#### [DIRECTIONS FOR THIS TASK]
Images are not part of the copy; transcribe all the data exactly.

======== RECORDS SUPPLIED ========

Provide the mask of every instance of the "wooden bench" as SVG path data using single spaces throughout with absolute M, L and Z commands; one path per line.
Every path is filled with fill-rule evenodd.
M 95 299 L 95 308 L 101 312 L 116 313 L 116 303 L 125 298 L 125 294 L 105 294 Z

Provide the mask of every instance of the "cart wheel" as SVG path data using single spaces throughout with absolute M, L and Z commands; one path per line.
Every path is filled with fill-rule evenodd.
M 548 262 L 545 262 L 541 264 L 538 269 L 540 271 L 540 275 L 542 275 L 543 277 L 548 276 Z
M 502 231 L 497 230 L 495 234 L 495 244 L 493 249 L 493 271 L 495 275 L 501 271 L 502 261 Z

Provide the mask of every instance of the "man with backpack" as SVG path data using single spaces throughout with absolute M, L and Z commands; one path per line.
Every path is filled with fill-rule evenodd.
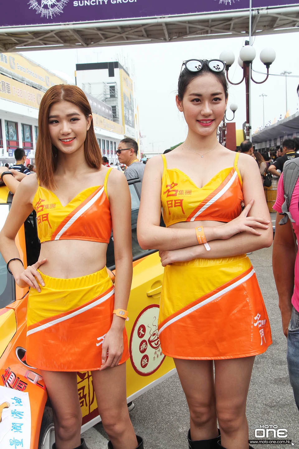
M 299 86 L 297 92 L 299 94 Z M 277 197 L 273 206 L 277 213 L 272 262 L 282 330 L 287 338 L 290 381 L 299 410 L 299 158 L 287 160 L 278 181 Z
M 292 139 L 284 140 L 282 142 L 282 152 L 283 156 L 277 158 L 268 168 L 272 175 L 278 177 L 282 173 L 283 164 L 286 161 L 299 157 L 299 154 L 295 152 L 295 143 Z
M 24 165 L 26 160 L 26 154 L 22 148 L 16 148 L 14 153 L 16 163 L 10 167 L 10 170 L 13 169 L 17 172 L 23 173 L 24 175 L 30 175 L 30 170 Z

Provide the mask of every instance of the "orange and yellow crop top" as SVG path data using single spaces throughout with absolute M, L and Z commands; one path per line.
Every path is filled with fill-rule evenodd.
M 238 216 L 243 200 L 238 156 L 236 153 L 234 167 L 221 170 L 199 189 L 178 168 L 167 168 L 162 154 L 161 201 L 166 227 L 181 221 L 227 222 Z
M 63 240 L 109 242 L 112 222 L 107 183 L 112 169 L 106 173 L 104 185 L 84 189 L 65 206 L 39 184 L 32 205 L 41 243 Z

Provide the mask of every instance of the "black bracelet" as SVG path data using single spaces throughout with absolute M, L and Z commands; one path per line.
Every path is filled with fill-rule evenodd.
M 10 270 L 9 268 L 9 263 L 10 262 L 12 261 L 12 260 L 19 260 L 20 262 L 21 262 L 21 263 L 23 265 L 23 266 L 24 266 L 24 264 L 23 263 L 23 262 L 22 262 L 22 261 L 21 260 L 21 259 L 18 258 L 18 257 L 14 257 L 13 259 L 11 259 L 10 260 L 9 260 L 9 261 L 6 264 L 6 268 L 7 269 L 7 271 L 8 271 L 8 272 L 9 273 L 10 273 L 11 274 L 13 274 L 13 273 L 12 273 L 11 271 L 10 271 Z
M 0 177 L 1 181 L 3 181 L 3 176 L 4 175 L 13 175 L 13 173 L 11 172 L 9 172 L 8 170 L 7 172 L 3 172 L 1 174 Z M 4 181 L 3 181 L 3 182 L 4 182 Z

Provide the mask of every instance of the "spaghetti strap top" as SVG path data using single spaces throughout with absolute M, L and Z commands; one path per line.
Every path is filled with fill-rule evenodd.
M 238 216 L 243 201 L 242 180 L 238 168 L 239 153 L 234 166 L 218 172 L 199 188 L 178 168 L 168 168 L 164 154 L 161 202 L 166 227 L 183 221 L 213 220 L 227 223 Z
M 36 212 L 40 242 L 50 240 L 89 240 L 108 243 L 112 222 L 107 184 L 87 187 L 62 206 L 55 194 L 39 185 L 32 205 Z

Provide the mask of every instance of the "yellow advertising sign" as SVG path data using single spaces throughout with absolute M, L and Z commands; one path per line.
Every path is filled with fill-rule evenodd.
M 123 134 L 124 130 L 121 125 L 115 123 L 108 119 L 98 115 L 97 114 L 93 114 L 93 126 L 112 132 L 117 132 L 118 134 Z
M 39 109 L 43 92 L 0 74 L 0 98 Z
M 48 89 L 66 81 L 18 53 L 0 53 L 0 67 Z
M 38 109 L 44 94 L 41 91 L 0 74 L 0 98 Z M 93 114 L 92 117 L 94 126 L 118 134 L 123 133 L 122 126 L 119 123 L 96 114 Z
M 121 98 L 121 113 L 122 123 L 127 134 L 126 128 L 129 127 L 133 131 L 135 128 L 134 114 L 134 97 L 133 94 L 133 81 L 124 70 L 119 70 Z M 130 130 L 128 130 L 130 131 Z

========

#### [WRITTEN SOLUTION]
Provide the mask of every instance of the "wooden bench" as SVG path data using single spaces throughout with absolute M, L and Z commands; one path per line.
Every path is filled with fill-rule evenodd.
M 95 299 L 95 308 L 101 312 L 116 313 L 116 303 L 125 298 L 125 294 L 105 294 Z

Provide the mask of every instance of the "cart wheel" as SVG path data using single spaces throughout with absolute M, L and Z commands; one path per line.
Every path is filled with fill-rule evenodd.
M 548 262 L 545 262 L 541 264 L 538 269 L 540 271 L 540 275 L 542 275 L 543 277 L 548 276 Z
M 502 231 L 497 230 L 495 234 L 495 244 L 493 249 L 493 271 L 495 275 L 501 271 L 502 261 Z

Provide the mask of every instance of the "man with backpack" as SVG path data using single spaces throughout with absolute M, L and Z commands; one path per line.
Every path is filled with fill-rule evenodd.
M 299 86 L 297 92 L 299 94 Z M 277 197 L 273 206 L 277 213 L 272 262 L 282 330 L 287 338 L 290 381 L 299 410 L 299 158 L 287 160 L 278 181 Z
M 292 139 L 284 140 L 282 142 L 282 152 L 283 156 L 277 158 L 268 168 L 272 175 L 278 177 L 282 173 L 283 164 L 286 161 L 299 157 L 299 154 L 295 152 L 295 143 Z
M 24 165 L 26 160 L 26 154 L 22 148 L 16 148 L 14 153 L 16 163 L 10 167 L 10 170 L 13 169 L 17 172 L 23 173 L 24 175 L 30 175 L 30 170 Z

Provide the mask of every instance of the "orange and yellow crop top" as SVG path data using single spaces throughout with absolute M, L and Z commands; one path per line.
Every path is filled with fill-rule evenodd.
M 238 216 L 243 200 L 238 156 L 236 153 L 234 167 L 221 170 L 199 189 L 178 168 L 167 168 L 162 154 L 161 201 L 166 227 L 181 221 L 227 222 Z
M 63 240 L 109 242 L 112 222 L 107 183 L 112 169 L 106 173 L 104 185 L 84 189 L 65 206 L 39 184 L 32 205 L 41 243 Z

Provide the mask of every instance of the "black bracelet" as SVG path data using single spaces throughout with absolute M, L and Z commands; one path per line.
Every path is filled with fill-rule evenodd.
M 10 270 L 9 268 L 9 263 L 10 262 L 12 261 L 12 260 L 19 260 L 20 262 L 21 262 L 21 263 L 23 265 L 23 266 L 24 266 L 24 264 L 23 263 L 23 262 L 22 262 L 22 261 L 21 260 L 21 259 L 18 258 L 18 257 L 14 257 L 13 259 L 11 259 L 10 260 L 9 260 L 9 261 L 6 264 L 6 268 L 7 269 L 7 271 L 8 271 L 8 272 L 9 273 L 10 273 L 11 274 L 13 274 L 13 273 L 12 273 L 11 271 L 10 271 Z
M 0 177 L 1 181 L 3 181 L 3 176 L 4 175 L 13 175 L 13 173 L 11 172 L 9 172 L 8 170 L 7 172 L 3 172 L 1 174 Z M 4 181 L 3 181 L 3 182 L 4 182 Z

Provide the mask of every instance of the "spaghetti strap top" as SVG path data using single spaces throughout with absolute M, L and Z commands; one path per line.
Every path is filled with fill-rule evenodd.
M 238 216 L 243 201 L 242 180 L 238 168 L 239 153 L 234 166 L 218 172 L 199 188 L 178 168 L 168 168 L 164 154 L 161 202 L 166 227 L 183 221 L 213 220 L 227 223 Z
M 36 212 L 40 242 L 50 240 L 89 240 L 108 243 L 112 222 L 107 184 L 87 187 L 62 206 L 55 194 L 39 185 L 32 205 Z

Provide the mask of every instance of the "yellow advertising sign" as SVG path data using single spaces throughout with absolute M, L and Z commands; one path per line.
Every path is filled with fill-rule evenodd.
M 123 134 L 124 130 L 121 125 L 115 123 L 108 119 L 98 115 L 97 114 L 93 114 L 93 126 L 112 132 L 117 132 L 118 134 Z
M 39 109 L 43 92 L 0 74 L 0 98 Z
M 48 89 L 66 81 L 18 53 L 0 53 L 0 67 Z
M 38 109 L 44 94 L 41 91 L 0 74 L 0 98 Z M 93 114 L 92 117 L 94 126 L 118 134 L 123 133 L 122 126 L 119 123 L 96 114 Z
M 121 98 L 121 113 L 122 123 L 127 134 L 126 128 L 129 127 L 133 131 L 135 128 L 134 114 L 134 97 L 133 94 L 133 81 L 124 70 L 119 70 Z M 130 130 L 128 130 L 130 131 Z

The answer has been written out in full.